Partisipasinya terekam dalam membangun asosiasi mahasiswa dan profesor. Dia pernah didaulat sebagai presiden asiosiasi itu. Para anggotanya terdiri atas mahasiswa dan profesor pilihan terbaik. Dia mengajarkan kebebasan berbicara dan cara mengatasi masalah serta diskusi yang lebih beradab dalam asosiasi tersebut.

Untuk kali pertama, fisikawan dan juga profesor matematika terapan di Fakultas Ilmu Pengetahuan di Universitas Kairo itu mengubah sejarah dengan menerima siswa dari negara Arab lainnya. Bagi dia, pembatasan nasional dan diskriminasi gender hanyalah cara lain menebarkan kebencian dan kecemburuan.

Perhatiannya terhadap perkembangan karya ilmiah tak bisa juga dipandang sebelah mata. Dia sangat ingin menyebarkan kesadaran ilmiah pada publik. Sebagai bukti dan contoh, dia menulis beberapa artikel dan buku untuk publik tentang sains secara sederhana. Warisan intelektualnya bisa ditelusuri, seperti tertuang dalam ensiklopedia ilmiah Arab dan buku-buku tentang warisan ilmiah orang Arab.

Setidaknya sebanyak 25 makalah di jurnal dan 12 buku ilmiah terkemuka mengenai teori kuantum, teori relativitas, dan hubungan antara radiasi dan materi, berhasil dicetuskan sosok penggemar musik dan matematika ini.  Buku-bukunya yang terkenal, di antaranya We and Science, Science and Life, Atom and Atomic Bomb, Scientific Claims, dan Engeneering in Pharaohs Times.

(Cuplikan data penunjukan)
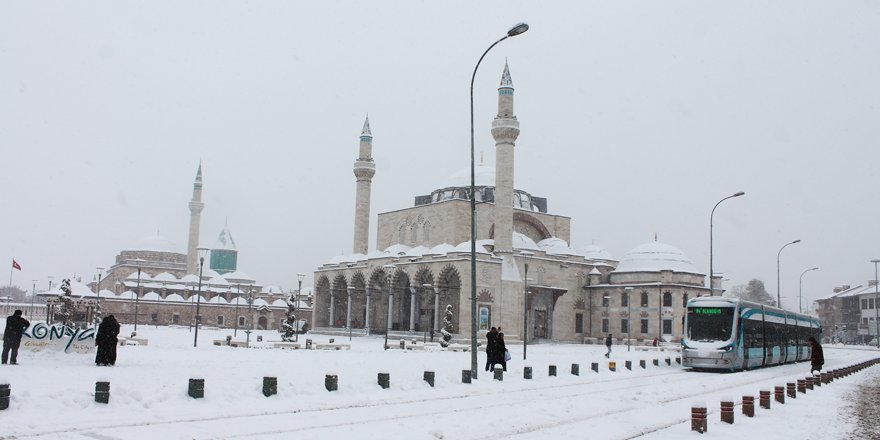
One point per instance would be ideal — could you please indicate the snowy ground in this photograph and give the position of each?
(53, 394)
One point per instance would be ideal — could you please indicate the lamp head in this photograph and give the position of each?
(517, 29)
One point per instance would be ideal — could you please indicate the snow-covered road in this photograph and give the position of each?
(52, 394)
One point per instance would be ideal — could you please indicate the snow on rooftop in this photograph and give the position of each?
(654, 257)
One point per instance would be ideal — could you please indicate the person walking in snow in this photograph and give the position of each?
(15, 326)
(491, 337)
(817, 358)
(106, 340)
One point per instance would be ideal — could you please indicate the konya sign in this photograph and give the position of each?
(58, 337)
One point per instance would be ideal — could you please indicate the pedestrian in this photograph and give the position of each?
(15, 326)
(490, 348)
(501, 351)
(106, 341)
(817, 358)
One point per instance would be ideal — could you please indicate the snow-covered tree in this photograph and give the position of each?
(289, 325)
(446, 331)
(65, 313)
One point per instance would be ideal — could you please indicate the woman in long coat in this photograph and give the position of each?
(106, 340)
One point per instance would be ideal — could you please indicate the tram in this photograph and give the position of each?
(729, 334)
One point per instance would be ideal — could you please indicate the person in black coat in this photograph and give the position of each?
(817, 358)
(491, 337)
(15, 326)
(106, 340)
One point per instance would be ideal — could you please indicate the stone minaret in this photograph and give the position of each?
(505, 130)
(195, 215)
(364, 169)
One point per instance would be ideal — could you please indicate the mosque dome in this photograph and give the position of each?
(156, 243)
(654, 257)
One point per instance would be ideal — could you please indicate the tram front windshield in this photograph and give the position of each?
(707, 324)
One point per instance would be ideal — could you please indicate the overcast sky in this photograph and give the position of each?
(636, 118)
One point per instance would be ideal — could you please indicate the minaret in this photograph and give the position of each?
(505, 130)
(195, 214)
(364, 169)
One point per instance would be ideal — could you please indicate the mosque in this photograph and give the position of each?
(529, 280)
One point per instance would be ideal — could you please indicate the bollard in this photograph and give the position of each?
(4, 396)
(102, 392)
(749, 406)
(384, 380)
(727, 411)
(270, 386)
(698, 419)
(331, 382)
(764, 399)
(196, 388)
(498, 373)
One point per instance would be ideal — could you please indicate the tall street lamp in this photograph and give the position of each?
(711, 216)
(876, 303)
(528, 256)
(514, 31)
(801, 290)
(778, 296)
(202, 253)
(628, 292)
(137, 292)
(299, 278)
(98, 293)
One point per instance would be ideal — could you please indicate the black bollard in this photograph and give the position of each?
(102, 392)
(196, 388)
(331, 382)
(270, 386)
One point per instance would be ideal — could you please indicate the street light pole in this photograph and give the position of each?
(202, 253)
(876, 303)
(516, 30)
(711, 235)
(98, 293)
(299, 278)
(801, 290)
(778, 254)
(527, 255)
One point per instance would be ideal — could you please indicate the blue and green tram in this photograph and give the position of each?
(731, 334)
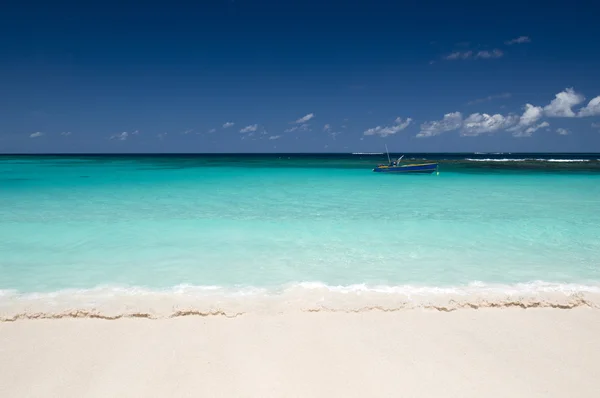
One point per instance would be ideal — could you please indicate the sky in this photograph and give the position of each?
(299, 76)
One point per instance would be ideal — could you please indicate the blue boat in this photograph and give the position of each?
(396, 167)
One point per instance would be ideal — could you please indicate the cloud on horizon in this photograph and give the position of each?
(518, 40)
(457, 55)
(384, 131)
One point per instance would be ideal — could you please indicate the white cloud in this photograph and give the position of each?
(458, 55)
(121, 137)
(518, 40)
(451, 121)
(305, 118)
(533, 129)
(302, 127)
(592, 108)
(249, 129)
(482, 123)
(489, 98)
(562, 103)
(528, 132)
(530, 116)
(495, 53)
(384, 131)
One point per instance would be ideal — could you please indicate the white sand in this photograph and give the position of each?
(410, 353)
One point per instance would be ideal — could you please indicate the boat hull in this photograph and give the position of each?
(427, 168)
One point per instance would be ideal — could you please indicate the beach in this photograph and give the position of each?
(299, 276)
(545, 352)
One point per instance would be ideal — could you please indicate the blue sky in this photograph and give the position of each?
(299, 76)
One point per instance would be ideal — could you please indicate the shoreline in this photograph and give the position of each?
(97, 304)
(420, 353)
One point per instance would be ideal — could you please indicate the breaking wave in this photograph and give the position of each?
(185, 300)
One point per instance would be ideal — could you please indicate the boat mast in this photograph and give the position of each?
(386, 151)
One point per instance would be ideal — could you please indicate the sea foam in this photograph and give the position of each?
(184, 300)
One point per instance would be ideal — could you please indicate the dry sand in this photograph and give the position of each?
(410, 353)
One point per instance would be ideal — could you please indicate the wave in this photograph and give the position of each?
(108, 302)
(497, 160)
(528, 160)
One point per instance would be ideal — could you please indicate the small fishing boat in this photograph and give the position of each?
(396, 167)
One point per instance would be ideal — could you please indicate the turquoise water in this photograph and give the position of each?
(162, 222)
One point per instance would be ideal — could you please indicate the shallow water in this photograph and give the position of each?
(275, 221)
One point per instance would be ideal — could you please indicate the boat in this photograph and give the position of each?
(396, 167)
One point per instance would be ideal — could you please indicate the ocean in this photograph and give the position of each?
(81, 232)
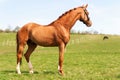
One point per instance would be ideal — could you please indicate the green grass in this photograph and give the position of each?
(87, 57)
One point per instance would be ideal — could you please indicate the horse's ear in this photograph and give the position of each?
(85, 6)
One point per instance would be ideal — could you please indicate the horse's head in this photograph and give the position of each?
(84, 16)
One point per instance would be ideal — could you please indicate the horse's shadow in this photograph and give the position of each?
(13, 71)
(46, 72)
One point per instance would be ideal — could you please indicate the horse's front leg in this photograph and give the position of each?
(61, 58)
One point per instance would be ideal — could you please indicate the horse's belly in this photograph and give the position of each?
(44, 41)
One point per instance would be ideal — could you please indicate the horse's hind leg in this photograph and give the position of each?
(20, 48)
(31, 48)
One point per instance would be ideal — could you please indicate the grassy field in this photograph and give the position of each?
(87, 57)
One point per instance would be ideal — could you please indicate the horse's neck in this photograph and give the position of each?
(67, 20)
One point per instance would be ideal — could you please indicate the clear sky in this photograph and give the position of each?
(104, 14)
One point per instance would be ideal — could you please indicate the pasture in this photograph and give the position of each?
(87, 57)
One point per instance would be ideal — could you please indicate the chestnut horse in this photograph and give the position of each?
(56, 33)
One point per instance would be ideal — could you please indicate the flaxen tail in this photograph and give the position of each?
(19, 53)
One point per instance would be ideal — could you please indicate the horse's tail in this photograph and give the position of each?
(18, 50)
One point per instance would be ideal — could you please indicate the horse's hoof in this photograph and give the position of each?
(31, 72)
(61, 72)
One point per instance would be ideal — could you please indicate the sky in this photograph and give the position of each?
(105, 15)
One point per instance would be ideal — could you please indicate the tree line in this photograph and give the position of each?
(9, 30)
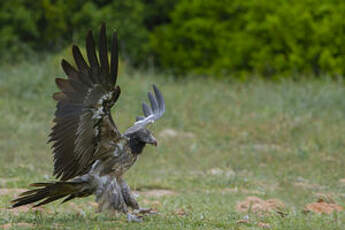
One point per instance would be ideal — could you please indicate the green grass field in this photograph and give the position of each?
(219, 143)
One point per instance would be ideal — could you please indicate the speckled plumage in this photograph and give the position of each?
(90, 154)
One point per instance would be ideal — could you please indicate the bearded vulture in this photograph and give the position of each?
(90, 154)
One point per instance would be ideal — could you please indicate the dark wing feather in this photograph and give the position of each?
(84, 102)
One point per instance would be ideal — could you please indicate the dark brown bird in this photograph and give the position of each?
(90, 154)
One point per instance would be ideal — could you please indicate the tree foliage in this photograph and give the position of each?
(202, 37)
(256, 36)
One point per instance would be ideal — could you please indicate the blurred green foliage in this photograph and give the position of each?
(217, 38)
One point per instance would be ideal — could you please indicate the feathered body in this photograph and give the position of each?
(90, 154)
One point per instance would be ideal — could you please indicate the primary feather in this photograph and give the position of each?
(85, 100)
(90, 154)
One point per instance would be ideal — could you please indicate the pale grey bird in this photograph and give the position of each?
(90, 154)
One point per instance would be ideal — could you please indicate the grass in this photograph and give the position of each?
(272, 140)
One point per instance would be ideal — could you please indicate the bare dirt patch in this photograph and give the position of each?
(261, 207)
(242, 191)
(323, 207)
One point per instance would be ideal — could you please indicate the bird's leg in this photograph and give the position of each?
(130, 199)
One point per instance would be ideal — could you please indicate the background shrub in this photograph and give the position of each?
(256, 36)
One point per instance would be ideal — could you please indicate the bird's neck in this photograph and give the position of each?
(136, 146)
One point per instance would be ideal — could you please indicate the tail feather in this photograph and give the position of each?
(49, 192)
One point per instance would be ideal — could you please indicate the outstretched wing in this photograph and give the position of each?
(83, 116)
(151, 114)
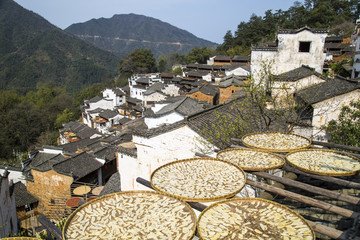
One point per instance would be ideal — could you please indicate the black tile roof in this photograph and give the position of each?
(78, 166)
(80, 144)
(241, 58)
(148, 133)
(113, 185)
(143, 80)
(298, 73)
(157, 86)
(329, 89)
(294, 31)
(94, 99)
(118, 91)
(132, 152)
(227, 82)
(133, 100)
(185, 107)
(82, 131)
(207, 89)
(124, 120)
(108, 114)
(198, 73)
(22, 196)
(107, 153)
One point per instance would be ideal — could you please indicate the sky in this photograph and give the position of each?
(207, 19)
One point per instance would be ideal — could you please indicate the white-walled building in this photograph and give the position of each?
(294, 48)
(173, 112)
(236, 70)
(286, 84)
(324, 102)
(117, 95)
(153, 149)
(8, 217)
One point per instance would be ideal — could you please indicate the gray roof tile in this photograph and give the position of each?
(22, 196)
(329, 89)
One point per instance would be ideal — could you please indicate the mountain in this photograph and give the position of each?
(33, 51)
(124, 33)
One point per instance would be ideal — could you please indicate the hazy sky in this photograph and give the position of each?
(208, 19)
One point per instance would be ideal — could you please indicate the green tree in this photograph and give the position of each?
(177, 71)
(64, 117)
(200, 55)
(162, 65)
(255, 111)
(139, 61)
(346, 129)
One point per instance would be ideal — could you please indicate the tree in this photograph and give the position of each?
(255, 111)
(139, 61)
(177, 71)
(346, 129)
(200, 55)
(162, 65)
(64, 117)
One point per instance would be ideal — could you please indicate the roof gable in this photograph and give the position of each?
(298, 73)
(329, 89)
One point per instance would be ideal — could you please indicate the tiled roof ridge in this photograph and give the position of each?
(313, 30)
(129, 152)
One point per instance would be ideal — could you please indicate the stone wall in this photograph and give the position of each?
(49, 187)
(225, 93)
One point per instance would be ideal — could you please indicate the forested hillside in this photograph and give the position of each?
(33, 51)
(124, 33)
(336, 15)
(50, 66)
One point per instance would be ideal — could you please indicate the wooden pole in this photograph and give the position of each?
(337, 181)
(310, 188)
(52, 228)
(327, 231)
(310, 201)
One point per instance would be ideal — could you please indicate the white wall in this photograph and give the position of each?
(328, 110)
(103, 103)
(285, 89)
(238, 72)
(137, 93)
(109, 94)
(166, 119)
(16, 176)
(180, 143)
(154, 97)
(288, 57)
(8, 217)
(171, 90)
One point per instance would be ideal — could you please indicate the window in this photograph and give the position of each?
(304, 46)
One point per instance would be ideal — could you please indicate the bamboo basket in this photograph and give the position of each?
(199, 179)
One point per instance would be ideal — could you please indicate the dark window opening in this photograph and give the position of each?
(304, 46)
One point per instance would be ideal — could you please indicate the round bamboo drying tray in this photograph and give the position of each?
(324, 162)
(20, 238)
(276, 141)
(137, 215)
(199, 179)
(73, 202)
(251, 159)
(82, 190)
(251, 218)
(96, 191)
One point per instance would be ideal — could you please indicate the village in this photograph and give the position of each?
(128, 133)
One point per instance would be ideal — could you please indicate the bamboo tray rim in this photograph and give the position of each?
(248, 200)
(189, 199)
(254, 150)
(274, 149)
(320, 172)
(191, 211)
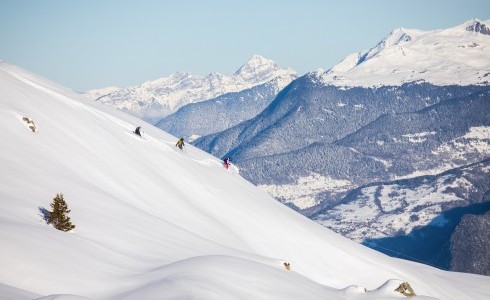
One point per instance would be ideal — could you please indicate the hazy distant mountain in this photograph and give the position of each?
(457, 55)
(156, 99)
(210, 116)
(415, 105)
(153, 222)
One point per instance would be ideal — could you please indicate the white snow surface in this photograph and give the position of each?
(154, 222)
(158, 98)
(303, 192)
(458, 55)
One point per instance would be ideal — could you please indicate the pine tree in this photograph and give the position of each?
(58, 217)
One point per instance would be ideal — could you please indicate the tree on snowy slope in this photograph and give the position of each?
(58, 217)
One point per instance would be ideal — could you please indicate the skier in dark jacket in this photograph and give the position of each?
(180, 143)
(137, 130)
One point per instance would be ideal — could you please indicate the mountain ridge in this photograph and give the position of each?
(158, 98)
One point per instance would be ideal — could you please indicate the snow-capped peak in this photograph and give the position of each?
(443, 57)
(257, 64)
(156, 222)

▶ [Perintah] Ambil seluruh artikel tentang profesor fisika Universitas Kairo di atas dan tuliskan kembali tanpa mengubah satu kata pun.

▶ [Jawaban lengkap]
Partisipasinya terekam dalam membangun asosiasi mahasiswa dan profesor. Dia pernah didaulat sebagai presiden asiosiasi itu. Para anggotanya terdiri atas mahasiswa dan profesor pilihan terbaik. Dia mengajarkan kebebasan berbicara dan cara mengatasi masalah serta diskusi yang lebih beradab dalam asosiasi tersebut.

Untuk kali pertama, fisikawan dan juga profesor matematika terapan di Fakultas Ilmu Pengetahuan di Universitas Kairo itu mengubah sejarah dengan menerima siswa dari negara Arab lainnya. Bagi dia, pembatasan nasional dan diskriminasi gender hanyalah cara lain menebarkan kebencian dan kecemburuan.

Perhatiannya terhadap perkembangan karya ilmiah tak bisa juga dipandang sebelah mata. Dia sangat ingin menyebarkan kesadaran ilmiah pada publik. Sebagai bukti dan contoh, dia menulis beberapa artikel dan buku untuk publik tentang sains secara sederhana. Warisan intelektualnya bisa ditelusuri, seperti tertuang dalam ensiklopedia ilmiah Arab dan buku-buku tentang warisan ilmiah orang Arab.

Setidaknya sebanyak 25 makalah di jurnal dan 12 buku ilmiah terkemuka mengenai teori kuantum, teori relativitas, dan hubungan antara radiasi dan materi, berhasil dicetuskan sosok penggemar musik dan matematika ini.  Buku-bukunya yang terkenal, di antaranya We and Science, Science and Life, Atom and Atomic Bomb, Scientific Claims, dan Engeneering in Pharaohs Times.